* START Text section *

Creating a self-sequential pipeline in Jenkins

#groovy #jenkins #ci #devops

(header image derived from image by Wikipedia user Inductiveload)

So I had the absolute pleasure this fortnight of implementing what we call in my company a "lifecycle pipeline" in Jenkins. Essentially, running a script over and over and over again to flex the mechanics of our physical product, through means of our CI pipeline infrastructure. It produces a lot of log data, and for something that stands to be running for weeks, even months, we wanted to be sure that

We didn't max out the storage on the little Raspberry Pi that was powering the process and
That we had the extracted data being uploaded at intervals

To do this, we used to have a standard Jenkins job that would run, and then check how many runs it hand done, and if not yet at maximum, it would call itself again for a new run, after uploading the data from its own run to S3.

Of course, we had decided it was probably time to define our jobs as code, to ensure we are tracking changes properly. So I implemented this one as a Jenkinsfile pipeline. I had done a little bit of it before, but there's no learning experience quite like doing so by using a tech in anger.

* END Text section *
* START Information given *

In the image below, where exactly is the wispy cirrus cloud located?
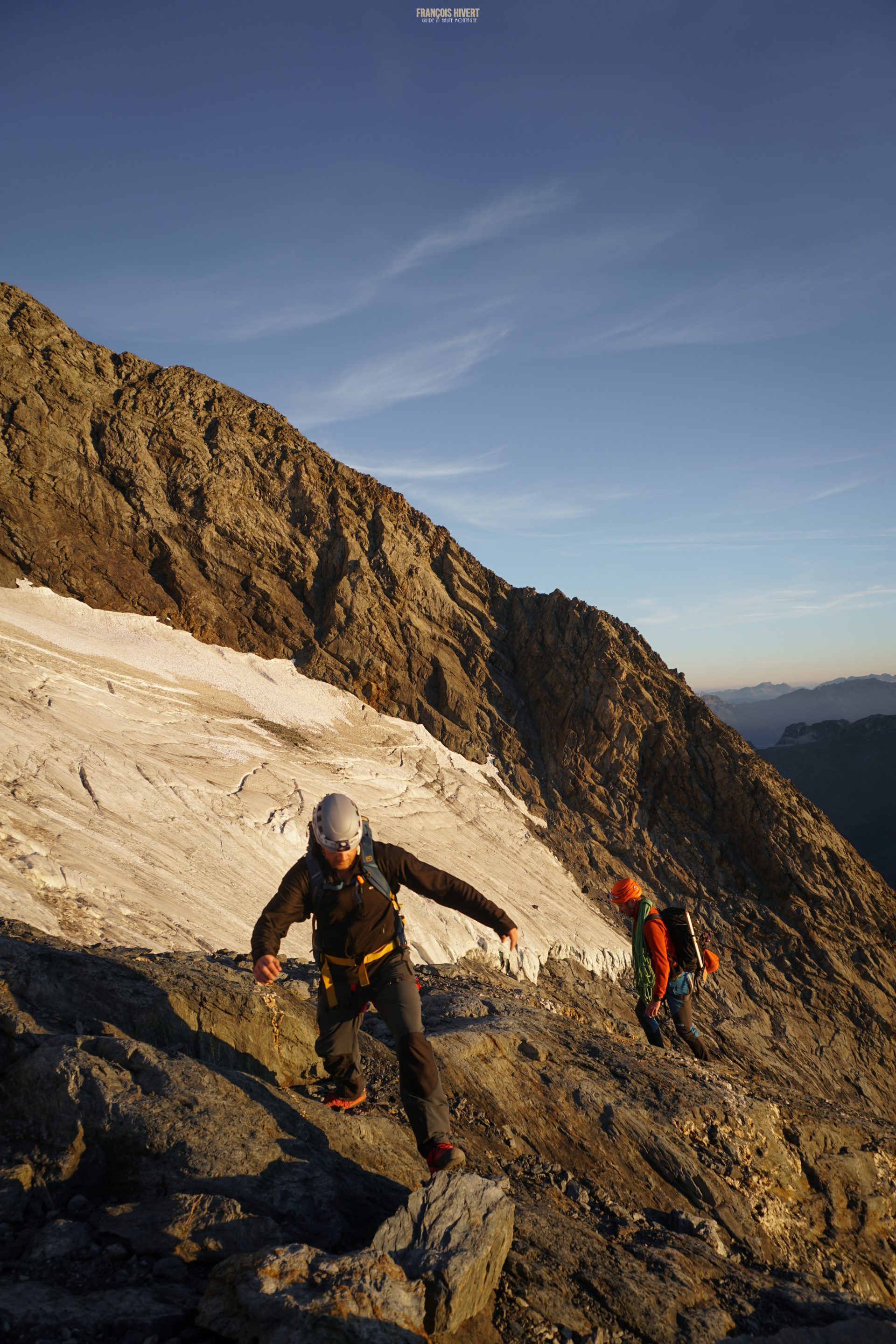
[634,583,896,630]
[345,449,508,483]
[290,327,508,425]
[380,184,575,281]
[575,527,896,551]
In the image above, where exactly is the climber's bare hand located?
[252,953,283,985]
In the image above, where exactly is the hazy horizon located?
[0,0,896,688]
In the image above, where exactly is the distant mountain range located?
[704,676,896,747]
[702,681,805,704]
[759,715,896,886]
[700,672,896,704]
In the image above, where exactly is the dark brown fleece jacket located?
[252,840,514,961]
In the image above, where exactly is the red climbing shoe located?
[426,1144,466,1176]
[324,1092,367,1110]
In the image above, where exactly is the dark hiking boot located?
[426,1144,466,1176]
[324,1092,367,1110]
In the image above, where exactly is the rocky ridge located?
[0,286,896,1134]
[0,922,896,1344]
[760,714,896,883]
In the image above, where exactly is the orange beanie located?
[610,878,641,906]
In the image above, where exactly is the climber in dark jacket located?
[252,793,517,1172]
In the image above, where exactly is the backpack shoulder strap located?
[361,817,407,947]
[361,817,393,901]
[305,848,326,915]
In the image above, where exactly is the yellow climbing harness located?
[308,817,407,1008]
[320,939,399,1008]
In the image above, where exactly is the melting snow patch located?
[0,583,627,979]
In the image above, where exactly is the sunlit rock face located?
[0,286,896,1115]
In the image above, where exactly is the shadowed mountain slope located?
[762,714,896,883]
[0,286,896,1113]
[708,676,896,750]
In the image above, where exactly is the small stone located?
[31,1218,90,1260]
[518,1040,548,1059]
[152,1255,187,1283]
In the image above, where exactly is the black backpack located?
[645,906,702,972]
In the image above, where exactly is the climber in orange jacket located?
[610,878,719,1059]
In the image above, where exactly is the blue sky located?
[0,0,896,687]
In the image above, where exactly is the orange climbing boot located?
[324,1092,367,1110]
[426,1144,466,1176]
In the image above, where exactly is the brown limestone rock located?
[0,286,896,1117]
[373,1172,513,1333]
[196,1246,426,1344]
[91,1195,280,1263]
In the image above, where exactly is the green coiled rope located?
[631,898,657,1004]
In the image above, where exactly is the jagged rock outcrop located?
[0,924,896,1344]
[197,1246,426,1344]
[372,1173,513,1333]
[0,286,896,1134]
[197,1172,513,1344]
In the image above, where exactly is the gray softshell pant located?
[315,956,451,1155]
[634,972,711,1059]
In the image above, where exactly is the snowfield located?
[0,582,629,979]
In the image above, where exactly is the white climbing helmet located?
[312,793,364,849]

* END Information given *

■ **Goal**:
In the text on the Jenkins pipeline, reproduce the passage from "So I had the" to "own run to S3.", changing "S3" to "cloud storage".

■ **Exercise response**:
So I had the absolute pleasure this fortnight of implementing what we call in my company a "lifecycle pipeline" in Jenkins. Essentially, running a script over and over and over again to flex the mechanics of our physical product, through means of our CI pipeline infrastructure. It produces a lot of log data, and for something that stands to be running for weeks, even months, we wanted to be sure that

We didn't max out the storage on the little Raspberry Pi that was powering the process and
That we had the extracted data being uploaded at intervals

To do this, we used to have a standard Jenkins job that would run, and then check how many runs it hand done, and if not yet at maximum, it would call itself again for a new run, after uploading the data from its own run to cloud storage.